EXERCISE DESCRIPTION:
Edit the items beginning at the line that contains "# point at: man" and ending with the last of the items so that "wooden floor" becomes "timber floor", and reproduce those lines with nothing else changed.

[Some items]

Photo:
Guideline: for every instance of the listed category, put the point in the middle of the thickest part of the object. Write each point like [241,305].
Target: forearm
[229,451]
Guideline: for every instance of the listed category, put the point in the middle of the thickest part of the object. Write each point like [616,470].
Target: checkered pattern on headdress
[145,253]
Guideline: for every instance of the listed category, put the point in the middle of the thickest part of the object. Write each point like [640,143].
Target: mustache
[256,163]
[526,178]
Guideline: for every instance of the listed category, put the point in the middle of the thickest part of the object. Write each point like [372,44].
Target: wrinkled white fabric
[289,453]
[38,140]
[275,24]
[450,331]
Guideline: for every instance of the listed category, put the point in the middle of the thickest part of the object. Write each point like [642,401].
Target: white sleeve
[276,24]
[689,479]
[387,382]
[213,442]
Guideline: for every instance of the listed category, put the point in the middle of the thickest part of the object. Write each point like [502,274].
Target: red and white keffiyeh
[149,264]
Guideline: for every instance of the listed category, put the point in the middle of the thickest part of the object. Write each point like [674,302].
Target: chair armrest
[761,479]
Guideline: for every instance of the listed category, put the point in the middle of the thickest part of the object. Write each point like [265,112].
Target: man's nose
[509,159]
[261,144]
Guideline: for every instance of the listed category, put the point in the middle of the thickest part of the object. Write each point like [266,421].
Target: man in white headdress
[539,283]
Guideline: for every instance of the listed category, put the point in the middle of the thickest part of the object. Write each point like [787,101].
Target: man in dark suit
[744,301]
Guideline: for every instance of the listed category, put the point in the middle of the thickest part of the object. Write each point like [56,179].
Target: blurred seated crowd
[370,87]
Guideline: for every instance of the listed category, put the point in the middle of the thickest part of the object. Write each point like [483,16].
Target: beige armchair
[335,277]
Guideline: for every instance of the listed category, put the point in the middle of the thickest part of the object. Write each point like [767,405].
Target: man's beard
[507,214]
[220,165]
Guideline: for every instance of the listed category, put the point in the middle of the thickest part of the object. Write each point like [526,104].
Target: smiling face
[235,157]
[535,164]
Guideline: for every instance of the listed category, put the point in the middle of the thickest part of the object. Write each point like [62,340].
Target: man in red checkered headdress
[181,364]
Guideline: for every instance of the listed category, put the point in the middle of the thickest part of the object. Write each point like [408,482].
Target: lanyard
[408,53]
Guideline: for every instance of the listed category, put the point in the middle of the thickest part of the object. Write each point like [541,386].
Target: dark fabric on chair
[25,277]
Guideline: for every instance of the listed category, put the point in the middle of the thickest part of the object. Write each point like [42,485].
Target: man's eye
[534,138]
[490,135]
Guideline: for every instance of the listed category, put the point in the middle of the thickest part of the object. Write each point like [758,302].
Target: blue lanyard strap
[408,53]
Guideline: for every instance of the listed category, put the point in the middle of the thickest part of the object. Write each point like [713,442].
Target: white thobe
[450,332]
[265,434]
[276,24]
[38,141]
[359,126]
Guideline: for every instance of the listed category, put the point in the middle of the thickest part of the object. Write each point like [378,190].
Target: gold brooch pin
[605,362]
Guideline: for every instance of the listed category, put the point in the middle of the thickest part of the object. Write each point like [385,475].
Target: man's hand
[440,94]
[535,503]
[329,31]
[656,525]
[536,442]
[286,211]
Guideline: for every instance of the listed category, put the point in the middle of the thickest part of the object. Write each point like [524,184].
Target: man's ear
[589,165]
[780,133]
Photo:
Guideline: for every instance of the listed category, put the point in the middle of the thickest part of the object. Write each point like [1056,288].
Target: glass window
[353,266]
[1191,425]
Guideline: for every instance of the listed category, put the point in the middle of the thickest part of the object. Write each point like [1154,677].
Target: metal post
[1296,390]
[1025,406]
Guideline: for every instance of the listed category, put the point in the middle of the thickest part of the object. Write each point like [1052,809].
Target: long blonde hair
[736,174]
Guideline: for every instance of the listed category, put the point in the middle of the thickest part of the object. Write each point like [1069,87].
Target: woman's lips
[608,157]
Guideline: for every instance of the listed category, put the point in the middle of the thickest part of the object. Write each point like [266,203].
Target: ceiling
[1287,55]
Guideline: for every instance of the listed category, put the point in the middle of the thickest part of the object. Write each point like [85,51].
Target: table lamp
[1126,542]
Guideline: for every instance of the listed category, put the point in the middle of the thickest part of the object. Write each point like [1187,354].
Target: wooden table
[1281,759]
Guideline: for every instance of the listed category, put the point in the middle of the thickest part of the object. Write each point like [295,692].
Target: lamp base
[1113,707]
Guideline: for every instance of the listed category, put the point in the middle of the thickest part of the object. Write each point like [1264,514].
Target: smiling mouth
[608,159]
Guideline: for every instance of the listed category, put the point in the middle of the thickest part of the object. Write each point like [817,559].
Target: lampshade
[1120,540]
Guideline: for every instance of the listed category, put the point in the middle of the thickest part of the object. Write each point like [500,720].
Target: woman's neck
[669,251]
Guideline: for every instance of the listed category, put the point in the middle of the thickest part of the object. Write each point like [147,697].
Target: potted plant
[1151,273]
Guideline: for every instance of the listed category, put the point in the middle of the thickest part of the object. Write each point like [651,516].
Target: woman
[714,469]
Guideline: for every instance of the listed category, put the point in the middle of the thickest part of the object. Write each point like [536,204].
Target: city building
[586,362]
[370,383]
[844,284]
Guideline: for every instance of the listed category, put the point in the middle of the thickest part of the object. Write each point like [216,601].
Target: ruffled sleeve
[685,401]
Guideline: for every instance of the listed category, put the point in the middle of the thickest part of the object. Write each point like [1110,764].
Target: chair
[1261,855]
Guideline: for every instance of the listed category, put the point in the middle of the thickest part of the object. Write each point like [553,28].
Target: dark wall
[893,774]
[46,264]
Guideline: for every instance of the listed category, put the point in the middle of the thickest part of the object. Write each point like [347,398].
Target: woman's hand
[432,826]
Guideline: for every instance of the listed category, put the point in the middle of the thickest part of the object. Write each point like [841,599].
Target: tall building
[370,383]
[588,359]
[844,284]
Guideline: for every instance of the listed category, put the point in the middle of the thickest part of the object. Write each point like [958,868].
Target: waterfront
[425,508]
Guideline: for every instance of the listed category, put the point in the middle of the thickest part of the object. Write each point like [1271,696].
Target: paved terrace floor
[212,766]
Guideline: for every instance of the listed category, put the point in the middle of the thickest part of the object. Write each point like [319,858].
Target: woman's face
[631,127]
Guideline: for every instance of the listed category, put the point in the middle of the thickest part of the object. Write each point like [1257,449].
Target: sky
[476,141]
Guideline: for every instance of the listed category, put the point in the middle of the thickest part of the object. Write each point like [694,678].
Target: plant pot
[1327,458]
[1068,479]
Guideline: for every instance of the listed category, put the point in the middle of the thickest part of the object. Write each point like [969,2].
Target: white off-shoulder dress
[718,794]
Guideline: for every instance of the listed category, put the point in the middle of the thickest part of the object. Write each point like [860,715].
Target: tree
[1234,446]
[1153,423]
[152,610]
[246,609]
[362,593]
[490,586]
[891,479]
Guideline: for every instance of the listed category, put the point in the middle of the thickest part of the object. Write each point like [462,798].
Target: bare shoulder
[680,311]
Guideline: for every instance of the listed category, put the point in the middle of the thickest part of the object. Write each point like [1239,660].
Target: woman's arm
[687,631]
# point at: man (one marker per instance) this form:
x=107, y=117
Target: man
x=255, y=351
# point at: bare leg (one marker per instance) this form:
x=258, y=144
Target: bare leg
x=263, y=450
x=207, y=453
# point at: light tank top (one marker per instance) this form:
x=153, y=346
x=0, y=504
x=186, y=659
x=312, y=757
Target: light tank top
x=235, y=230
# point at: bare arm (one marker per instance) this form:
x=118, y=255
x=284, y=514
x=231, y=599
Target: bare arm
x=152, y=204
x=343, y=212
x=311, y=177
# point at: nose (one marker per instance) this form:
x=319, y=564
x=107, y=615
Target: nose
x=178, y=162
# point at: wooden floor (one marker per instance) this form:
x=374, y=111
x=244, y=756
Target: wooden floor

THE OUTPUT:
# point at: man (one marker per instance) this form:
x=107, y=117
Target: man
x=255, y=351
# point at: bare leg (one marker per instance) this form:
x=258, y=144
Target: bare leg
x=263, y=450
x=207, y=453
# point at: light tank top (one marker per instance) this form:
x=153, y=346
x=0, y=504
x=186, y=659
x=312, y=757
Target: light tank top
x=235, y=230
# point at: bare arm (one marker per instance) this form:
x=118, y=255
x=284, y=514
x=231, y=599
Target: bare arm
x=152, y=204
x=343, y=212
x=311, y=177
# point at: nose (one marker per instance) this form:
x=319, y=564
x=107, y=615
Target: nose
x=178, y=162
# point at: timber floor (one marker per instance) this form:
x=374, y=111
x=244, y=756
Target: timber floor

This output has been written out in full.